__The problem__
Locate every line in the data below that contains the word "brown" and copy each one out; case counts.

[Dataset rows on object locations]
********

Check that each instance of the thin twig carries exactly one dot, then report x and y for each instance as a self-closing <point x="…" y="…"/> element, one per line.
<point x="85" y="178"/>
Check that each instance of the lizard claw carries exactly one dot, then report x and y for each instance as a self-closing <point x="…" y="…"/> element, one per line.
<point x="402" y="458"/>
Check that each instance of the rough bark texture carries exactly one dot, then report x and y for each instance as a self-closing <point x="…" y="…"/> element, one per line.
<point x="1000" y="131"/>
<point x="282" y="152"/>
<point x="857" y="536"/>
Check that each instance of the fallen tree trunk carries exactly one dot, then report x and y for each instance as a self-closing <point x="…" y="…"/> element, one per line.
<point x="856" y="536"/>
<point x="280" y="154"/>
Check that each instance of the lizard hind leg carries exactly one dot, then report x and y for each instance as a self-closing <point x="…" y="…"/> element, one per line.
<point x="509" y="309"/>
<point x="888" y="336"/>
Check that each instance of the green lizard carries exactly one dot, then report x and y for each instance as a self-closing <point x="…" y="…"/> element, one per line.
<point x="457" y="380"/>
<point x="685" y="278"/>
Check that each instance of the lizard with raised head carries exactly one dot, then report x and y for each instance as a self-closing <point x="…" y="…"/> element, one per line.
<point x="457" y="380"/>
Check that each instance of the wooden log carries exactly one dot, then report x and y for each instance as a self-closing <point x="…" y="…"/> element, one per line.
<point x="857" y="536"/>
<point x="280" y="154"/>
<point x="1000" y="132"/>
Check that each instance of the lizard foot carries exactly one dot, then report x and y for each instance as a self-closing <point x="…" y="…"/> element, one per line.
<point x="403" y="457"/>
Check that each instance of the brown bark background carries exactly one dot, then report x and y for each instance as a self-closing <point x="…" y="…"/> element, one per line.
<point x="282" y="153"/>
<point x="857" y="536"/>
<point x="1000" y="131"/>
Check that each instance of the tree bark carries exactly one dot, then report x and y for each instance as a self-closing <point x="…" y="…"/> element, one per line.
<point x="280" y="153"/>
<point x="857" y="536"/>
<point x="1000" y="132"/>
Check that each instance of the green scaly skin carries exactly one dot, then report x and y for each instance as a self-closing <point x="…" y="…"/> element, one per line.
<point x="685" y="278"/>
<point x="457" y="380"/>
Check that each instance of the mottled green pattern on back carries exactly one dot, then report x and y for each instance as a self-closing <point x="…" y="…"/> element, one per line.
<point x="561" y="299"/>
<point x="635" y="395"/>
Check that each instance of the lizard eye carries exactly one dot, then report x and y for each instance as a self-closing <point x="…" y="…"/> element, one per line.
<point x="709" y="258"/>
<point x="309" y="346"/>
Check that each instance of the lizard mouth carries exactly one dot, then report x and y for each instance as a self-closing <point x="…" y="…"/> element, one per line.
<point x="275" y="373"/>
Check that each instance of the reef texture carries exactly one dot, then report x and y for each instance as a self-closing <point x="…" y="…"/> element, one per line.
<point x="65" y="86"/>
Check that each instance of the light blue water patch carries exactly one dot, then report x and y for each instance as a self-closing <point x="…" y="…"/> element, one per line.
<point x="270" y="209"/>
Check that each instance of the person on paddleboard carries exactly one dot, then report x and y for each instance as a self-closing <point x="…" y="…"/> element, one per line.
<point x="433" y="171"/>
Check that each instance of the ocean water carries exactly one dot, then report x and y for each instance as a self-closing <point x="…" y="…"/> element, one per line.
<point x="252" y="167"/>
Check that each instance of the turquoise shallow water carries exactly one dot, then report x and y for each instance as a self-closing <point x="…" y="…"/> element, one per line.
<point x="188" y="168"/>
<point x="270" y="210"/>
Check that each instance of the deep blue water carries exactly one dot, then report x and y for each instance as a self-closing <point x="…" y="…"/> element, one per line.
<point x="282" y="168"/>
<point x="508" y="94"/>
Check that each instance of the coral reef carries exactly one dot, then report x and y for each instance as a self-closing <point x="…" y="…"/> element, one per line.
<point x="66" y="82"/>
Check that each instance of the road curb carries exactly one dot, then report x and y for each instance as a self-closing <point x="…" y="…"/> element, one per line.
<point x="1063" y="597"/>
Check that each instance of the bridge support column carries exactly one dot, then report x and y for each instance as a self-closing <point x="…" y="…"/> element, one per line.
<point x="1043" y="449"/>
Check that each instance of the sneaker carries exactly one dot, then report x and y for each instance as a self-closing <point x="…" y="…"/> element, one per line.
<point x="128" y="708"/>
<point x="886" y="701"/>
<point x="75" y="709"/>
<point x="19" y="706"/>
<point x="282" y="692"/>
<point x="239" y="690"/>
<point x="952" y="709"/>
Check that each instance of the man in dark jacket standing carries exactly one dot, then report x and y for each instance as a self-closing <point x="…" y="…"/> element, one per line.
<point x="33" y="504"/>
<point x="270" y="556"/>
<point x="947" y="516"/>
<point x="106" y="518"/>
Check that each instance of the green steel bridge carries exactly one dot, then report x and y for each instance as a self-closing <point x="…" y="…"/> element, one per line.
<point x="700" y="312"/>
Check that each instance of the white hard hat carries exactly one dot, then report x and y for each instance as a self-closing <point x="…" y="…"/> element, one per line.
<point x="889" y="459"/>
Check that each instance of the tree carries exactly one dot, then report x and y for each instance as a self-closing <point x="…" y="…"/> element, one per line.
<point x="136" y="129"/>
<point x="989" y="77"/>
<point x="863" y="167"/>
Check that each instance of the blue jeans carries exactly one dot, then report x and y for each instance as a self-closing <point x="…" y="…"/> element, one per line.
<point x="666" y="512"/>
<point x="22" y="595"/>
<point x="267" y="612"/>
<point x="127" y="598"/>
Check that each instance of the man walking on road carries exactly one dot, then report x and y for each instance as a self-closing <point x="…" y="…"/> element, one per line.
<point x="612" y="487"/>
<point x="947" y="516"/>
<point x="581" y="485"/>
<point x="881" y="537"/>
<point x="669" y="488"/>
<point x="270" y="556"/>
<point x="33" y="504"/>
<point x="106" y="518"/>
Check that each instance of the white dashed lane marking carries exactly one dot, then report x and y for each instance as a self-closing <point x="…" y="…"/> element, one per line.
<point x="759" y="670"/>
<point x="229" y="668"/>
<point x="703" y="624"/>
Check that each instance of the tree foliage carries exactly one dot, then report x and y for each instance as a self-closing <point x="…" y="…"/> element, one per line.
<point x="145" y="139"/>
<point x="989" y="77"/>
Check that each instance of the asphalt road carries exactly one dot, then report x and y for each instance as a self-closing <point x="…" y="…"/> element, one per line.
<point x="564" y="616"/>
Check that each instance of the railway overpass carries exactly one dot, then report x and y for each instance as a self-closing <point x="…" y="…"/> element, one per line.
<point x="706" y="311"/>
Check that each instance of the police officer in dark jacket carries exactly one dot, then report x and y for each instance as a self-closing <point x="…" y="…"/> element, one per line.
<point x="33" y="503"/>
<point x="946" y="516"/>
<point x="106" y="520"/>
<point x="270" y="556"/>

********

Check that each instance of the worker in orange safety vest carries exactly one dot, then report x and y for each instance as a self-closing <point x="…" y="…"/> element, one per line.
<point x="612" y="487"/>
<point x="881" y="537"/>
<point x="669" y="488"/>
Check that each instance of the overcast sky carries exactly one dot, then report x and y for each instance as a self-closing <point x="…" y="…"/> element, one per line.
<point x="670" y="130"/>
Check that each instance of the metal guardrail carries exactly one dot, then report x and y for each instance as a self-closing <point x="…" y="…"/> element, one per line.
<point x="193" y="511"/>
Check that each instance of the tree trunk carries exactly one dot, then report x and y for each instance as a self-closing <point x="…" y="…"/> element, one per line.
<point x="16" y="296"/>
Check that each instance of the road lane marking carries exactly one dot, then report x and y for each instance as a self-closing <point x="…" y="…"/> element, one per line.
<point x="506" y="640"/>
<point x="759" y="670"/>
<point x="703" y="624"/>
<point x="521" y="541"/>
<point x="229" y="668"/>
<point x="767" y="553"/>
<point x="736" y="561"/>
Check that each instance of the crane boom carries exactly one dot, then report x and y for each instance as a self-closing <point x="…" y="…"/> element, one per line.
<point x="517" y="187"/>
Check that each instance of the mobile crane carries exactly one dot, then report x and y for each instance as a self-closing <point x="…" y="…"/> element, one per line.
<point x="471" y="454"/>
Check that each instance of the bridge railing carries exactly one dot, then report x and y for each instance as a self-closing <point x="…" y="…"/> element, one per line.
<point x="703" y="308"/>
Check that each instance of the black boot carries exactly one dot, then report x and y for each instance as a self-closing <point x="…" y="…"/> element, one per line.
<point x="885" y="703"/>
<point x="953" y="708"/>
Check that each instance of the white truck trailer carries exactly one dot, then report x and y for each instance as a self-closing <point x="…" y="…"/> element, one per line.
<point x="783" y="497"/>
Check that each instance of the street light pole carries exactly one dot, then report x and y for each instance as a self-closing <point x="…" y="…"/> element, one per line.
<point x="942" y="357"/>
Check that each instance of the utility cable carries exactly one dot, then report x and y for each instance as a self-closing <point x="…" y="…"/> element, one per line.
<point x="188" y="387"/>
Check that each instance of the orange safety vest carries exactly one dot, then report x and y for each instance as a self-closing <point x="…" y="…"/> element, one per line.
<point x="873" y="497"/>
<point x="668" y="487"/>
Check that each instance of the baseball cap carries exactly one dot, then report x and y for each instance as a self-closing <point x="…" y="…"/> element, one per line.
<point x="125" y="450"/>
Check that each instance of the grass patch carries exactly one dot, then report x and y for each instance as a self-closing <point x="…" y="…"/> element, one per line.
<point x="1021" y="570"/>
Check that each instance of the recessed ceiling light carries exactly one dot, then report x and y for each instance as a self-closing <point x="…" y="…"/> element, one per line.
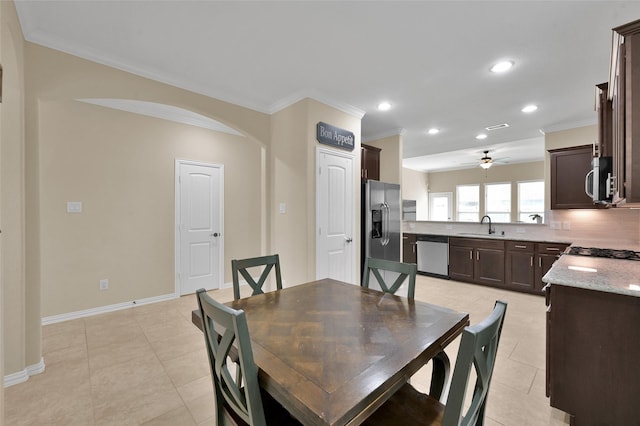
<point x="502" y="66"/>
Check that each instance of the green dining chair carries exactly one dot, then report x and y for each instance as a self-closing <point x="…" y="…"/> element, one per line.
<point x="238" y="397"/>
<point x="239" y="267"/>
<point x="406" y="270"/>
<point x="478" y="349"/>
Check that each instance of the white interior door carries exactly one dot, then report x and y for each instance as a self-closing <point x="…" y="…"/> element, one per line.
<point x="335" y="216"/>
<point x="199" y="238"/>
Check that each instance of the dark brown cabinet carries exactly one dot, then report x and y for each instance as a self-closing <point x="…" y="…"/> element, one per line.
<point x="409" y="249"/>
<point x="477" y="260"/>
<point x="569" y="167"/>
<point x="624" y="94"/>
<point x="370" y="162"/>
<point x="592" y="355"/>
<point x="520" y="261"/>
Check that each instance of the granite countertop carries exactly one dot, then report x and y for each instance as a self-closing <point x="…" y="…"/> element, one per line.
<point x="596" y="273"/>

********

__Output of the task__
Check that each instance of the brown bark background carries exactly one dot, then report x and y for each instance as a self-closing <point x="…" y="…"/> element, one per line.
Check that each instance of the dark brown cabinet carries exactly one dot, then report x and y for each instance as a self-closing <point x="…" y="…"/> element, one per line.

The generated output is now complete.